Предоставленный фрагмент:
# # # #

В крохотном Хердоне с удивлением наблюдаешь, как сосед-демократ (две недели до выборов, горячая пора!) каждое утро переставляет синюю табличку с надписью «Vote Hillary-2016» так, чтобы она оказывалась на краю газона соседа-консерватора. Сосед-консерватор, дождавшись, когда сосед-демократ закончит свою подрывную деятельность, выходит из дома и молча переставляет табличку обратно. Ни ссор, ни Ивана Ивановича с Иваном Никифоровичем, ни Миргорода.

В Городе Ангелов невозможной красоты облака, раскинутые чудным ворохом над головой. К ночи, когда суета притихает и ветер приносит далекий голос океана, небесная прядильщица зажигает звезды, выпускает луну, достает старое веретено и садится прясть из этих облаков человеческие судьбы, шепотом напевая тоскливую колыбельную – the moonlit sky watches over you, so close your eyes, baby blues…

Город Ангелов – это люди, которые опекают меня в этом прекрасном, нестрашном, совсем не кэрролловском зазеркалье. Сейчас мы немного поедим, говорит Анна Паноян, накрывая к завтраку практически новогодний стол, а на мое недоумение машет рукой – в Америке принято завтракать щедро и обильно. На второй день у нас занятие йогой и прогулка вверх по Маунтайн-стрит, город непривычно тих, воздух наполнен ароматом увялых цветов, таким терпким и сладким, что кружится голова. Но в этой перезрелой и все еще цветущей красоте столько безграничного отчаяния, что хочется остановить время и отмерить всем, кто цепляется за жизнь, еще много жизней. Конечность – понятие до того относительное, что его легко можно обратить в вечность, решаем мы с Анной. И тут же, будто для того, чтобы сбить пафос, идущий далеко впереди мужчина с чувством и со страстью, громогласно и решительно чихает.

– Чихнул по-армянски, – констатирует Анна.

В Городе Ангелов каждый десятый чих звучит по-армянски.

Потом будет океан. Крикливые наглые чайки, учуяв приближение заката, все как одна усаживаются на влажной кромке берега и, вытянув шеи, наблюдают уход солнца. Одна из них, оставляя на песке тонкую цепочку следов, семенит к нам и, застыв совсем рядом, тяжко вздыхает – какая может быть вечность, когда такие печальные дела! Главное верить, говорю ей я. Чайка пожимает плечом, не соглашаясь с нами, но и не улетает, и я решаю, что имя ей – Джонатан Ливингстон. Проводив солнце, мы расходимся-разлетаемся навсегда. «Постарайтесь познать, что такое любовь!» – кричу я чайке. Она притворяется, что не слышит.

# # # #

Исследуемые данные:
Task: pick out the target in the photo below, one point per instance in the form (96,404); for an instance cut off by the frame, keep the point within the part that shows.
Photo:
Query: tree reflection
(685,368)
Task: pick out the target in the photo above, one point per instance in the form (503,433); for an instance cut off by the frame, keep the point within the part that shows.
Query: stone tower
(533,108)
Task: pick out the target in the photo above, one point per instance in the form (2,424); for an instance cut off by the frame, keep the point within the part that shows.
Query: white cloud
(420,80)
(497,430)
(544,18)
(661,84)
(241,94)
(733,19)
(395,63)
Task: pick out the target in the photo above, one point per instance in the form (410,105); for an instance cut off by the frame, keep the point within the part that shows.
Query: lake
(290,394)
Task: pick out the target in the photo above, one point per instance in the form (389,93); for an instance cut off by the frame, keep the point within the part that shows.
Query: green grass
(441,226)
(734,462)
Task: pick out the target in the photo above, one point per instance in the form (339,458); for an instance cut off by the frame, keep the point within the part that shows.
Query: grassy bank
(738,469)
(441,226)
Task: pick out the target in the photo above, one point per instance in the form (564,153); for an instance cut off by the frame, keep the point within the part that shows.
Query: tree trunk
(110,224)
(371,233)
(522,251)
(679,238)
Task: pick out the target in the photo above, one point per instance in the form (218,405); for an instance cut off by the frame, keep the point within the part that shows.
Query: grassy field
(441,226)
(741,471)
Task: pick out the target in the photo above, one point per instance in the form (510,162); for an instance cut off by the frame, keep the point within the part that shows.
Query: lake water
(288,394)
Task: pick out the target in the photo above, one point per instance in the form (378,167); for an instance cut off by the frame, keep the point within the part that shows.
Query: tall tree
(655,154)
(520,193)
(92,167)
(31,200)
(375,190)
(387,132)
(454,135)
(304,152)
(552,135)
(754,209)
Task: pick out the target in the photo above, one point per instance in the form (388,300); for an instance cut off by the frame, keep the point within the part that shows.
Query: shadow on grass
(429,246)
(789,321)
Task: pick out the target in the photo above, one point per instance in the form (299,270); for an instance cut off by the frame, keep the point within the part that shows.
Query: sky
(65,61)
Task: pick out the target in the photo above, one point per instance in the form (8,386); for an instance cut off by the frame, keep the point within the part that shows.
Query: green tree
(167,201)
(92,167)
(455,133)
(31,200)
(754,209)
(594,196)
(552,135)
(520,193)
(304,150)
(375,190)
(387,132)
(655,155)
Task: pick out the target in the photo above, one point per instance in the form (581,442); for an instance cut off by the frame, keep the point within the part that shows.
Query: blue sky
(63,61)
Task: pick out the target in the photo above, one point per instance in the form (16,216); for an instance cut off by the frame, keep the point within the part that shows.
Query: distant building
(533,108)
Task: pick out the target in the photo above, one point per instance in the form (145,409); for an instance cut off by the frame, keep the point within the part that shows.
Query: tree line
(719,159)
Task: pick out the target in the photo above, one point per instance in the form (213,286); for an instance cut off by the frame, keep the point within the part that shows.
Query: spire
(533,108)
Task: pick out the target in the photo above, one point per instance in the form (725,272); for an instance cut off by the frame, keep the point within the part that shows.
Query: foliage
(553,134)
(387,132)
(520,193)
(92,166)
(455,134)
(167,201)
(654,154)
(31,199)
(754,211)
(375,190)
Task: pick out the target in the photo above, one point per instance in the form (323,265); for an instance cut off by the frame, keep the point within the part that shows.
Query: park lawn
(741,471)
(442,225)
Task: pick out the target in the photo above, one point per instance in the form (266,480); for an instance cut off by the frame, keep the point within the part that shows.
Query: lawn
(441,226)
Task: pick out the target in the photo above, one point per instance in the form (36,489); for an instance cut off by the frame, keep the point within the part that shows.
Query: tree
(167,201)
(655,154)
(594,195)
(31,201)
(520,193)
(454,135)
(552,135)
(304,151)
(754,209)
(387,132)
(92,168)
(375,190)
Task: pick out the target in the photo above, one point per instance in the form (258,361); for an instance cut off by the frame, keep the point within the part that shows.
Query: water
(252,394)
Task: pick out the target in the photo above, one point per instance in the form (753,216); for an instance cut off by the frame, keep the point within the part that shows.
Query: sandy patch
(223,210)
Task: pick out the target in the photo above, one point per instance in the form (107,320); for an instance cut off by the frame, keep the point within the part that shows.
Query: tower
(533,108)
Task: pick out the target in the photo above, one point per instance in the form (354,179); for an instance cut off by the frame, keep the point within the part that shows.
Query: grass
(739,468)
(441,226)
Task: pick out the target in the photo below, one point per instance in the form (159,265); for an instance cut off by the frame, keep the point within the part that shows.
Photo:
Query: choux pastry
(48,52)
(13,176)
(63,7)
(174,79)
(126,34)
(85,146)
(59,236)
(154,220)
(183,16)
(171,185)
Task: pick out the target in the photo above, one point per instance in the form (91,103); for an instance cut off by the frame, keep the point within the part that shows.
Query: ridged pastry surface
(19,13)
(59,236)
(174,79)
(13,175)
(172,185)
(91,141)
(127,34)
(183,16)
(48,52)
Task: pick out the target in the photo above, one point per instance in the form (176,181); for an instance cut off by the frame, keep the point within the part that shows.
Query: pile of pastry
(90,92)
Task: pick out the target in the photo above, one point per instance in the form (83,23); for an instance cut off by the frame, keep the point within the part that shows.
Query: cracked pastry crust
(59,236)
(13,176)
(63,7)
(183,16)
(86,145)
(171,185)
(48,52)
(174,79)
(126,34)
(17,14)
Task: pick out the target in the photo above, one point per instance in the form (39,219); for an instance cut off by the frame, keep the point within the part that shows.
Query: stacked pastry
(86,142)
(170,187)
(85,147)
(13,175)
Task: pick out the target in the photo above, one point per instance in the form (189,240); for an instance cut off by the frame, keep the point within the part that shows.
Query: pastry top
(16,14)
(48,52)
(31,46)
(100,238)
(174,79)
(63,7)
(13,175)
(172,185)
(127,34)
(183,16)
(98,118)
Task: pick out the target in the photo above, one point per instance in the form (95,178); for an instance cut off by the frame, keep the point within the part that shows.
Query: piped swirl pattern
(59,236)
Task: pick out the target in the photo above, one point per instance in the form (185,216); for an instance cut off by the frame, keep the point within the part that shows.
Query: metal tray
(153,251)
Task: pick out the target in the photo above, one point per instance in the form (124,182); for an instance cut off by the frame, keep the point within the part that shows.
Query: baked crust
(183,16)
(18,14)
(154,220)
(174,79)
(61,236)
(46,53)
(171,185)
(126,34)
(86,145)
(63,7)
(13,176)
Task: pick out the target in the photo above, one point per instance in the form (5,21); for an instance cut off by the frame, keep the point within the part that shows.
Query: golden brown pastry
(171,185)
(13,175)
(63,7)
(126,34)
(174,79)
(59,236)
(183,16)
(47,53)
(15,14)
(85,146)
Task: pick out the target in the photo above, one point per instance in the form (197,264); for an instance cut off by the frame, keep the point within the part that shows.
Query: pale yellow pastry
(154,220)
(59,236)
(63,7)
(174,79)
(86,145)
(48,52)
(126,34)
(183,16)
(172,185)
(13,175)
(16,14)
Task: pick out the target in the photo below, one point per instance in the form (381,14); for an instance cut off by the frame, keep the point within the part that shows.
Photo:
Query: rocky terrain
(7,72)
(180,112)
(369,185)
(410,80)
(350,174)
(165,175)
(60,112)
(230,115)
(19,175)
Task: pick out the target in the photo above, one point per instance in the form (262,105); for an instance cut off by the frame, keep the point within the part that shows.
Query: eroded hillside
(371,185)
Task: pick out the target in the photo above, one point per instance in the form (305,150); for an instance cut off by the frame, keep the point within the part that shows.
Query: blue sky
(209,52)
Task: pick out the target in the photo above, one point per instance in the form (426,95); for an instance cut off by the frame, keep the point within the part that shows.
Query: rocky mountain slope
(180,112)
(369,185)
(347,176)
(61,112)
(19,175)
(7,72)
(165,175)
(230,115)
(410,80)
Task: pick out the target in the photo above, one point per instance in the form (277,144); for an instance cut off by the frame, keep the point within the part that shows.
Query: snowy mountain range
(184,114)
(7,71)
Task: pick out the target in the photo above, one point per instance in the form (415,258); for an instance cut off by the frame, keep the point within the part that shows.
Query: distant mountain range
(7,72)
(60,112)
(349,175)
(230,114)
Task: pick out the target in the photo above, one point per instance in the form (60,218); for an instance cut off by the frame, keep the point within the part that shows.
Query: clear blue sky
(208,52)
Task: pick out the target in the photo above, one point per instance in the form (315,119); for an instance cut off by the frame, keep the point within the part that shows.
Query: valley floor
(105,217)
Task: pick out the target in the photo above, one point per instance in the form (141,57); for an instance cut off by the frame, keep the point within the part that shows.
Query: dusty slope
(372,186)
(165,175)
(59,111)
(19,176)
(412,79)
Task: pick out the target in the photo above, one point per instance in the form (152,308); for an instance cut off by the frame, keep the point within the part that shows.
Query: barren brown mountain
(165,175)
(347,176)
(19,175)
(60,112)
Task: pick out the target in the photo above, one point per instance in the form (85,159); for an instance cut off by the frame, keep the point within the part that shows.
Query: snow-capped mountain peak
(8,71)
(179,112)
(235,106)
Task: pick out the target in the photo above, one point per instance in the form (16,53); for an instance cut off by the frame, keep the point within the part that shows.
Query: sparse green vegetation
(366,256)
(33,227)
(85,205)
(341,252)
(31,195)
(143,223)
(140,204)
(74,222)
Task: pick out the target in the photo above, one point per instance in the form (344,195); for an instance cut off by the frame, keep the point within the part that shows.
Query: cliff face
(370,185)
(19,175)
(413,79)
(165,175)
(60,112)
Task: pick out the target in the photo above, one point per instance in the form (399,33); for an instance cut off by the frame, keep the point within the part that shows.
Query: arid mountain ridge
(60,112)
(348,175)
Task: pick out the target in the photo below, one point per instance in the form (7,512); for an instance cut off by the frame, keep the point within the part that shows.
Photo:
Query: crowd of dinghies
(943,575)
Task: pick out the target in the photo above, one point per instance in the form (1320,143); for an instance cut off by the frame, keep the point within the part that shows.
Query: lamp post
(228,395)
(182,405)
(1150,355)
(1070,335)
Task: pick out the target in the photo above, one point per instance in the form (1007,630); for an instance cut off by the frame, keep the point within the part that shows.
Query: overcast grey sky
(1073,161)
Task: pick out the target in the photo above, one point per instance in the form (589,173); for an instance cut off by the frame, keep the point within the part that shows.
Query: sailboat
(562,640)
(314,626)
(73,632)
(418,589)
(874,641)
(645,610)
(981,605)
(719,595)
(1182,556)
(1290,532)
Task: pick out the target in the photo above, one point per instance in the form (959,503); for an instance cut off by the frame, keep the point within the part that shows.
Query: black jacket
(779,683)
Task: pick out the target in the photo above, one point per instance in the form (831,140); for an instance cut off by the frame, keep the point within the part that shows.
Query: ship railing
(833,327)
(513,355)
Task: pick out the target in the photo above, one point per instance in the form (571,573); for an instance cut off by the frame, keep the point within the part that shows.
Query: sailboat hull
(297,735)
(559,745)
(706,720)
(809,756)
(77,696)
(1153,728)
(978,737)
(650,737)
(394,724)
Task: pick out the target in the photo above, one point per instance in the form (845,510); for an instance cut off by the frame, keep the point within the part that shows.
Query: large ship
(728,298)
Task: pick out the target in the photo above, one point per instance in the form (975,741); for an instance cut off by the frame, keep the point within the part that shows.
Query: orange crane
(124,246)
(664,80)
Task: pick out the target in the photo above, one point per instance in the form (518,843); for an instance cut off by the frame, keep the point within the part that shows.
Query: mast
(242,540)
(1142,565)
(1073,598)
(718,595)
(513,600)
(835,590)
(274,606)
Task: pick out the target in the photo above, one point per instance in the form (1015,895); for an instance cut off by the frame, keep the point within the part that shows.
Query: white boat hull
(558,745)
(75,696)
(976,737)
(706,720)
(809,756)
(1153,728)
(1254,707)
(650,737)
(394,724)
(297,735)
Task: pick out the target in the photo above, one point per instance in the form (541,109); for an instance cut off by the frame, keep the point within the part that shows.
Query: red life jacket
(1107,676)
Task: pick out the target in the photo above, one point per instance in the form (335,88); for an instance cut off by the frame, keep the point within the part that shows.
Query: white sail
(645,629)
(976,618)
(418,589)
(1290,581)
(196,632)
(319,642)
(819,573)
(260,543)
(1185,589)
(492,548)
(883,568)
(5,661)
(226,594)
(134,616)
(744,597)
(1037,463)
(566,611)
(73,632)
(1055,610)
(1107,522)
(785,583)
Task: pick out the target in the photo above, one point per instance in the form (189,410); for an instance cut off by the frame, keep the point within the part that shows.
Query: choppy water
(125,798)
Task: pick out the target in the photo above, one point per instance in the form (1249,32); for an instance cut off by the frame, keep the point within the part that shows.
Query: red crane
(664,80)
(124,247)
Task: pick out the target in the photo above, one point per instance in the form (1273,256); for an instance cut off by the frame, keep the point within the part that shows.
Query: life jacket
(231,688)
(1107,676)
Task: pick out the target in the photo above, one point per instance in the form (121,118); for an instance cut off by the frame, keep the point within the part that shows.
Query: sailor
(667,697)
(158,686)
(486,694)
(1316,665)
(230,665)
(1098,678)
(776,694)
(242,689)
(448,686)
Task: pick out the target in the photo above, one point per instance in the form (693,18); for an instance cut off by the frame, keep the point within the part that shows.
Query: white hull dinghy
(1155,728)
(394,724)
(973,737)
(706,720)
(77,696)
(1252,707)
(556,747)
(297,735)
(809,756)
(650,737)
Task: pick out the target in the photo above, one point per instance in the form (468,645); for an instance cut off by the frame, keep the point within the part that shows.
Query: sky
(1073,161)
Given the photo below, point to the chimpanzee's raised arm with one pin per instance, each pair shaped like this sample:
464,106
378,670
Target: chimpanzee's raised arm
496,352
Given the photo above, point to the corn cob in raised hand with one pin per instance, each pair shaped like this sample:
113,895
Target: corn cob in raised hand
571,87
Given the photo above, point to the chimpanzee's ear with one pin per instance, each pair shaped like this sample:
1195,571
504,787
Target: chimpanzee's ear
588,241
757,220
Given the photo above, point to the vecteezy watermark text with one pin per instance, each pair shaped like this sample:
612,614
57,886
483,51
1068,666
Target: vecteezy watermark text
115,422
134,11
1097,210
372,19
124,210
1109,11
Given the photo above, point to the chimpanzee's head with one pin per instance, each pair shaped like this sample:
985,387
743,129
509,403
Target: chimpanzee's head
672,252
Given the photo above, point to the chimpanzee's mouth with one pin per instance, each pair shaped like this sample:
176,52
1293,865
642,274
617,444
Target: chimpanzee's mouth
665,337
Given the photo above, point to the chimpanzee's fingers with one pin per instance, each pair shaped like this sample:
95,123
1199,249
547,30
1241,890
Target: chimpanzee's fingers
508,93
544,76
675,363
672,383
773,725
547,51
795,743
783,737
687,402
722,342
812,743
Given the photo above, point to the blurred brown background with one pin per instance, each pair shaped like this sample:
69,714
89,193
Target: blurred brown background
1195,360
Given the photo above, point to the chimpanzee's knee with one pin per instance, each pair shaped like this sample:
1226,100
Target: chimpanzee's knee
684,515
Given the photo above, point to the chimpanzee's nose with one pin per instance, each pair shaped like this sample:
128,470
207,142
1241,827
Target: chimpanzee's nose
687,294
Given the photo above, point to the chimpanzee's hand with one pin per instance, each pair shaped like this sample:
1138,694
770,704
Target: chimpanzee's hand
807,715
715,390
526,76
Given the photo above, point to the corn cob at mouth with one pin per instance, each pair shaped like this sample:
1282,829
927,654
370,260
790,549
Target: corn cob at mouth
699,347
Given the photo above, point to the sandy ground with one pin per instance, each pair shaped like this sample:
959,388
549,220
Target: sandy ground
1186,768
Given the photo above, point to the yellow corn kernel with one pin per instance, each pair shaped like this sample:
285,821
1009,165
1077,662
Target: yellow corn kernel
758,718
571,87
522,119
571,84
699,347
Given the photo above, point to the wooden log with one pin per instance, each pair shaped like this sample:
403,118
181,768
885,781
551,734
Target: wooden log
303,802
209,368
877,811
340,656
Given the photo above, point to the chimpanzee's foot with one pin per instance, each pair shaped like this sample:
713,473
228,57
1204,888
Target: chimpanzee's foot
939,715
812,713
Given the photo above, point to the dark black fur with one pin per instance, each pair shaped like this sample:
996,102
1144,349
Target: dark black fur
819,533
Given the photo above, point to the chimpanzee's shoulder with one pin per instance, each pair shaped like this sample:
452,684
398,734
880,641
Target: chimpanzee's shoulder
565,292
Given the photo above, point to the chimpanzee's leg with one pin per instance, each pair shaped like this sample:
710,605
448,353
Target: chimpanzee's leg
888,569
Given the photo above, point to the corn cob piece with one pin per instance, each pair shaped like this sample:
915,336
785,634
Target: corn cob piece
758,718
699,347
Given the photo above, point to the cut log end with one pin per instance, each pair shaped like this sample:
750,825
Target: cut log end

# # # #

Что требуется: Напишите продолжение очерка о Хердоне и Городе Ангелов, начиная сразу после его последней фразы. Строки здесь никак не используются.

Ожидаемый ответ:
Из Города Ангелов я привожу рассказ Анны о ее деде, угодившем на Вторую мировую войну отцом пятерых детей.

«Вместе с другими лорийскими и ленинаканскими земляками его бросили в самое пекло – Керчь (которую потом в народе называли могилой армян). Кто не погиб в той мясорубке, попал в плен. Людей перегоняли пешими эшелонами в Германию, в наспех организованные лагеря для военнопленных. Как выглядели эти лагеря в начале войны? Отгороженная колючей проволокой голая земля со сторожевыми вышками по периметру. По большому счету, людей туда распределяли умирать от голода и болезней.

В лагере военнопленных пятого округа оказалось много армян – из-под Керчи, Харькова, Киева. Погибать от голода и болезней они не собирались. Разведали обстановку, сообразили, что немцам не до них – запланированная молниеносной война на восточном фронте не только не заканчивалась, но превращалась в долгое и мучительное кровопролитие. Спустя время военнопленные организовали школу для неграмотных, возвели часовню, сделали медпункт. Создали ремонтные мастерские, где шили одежду и обувь. Собрали музыкальный класс – у них был свой маленький оркестр. Потом организовали банк, который в том числе занимался кредитованием. Стали вывозить за пределы лагеря товар – на обмен и продажу. Удивленные такой кипучей деятельностью немцы препятствий не чинили и наблюдали происходящее с возрастающим интересом. Через какое-то время, пораженные волей к выживанию, они снесли стены лагеря, позволив пленным влиться в гражданскую жизнь. Местность эту в народе долгое время потом называли Малой Арменией.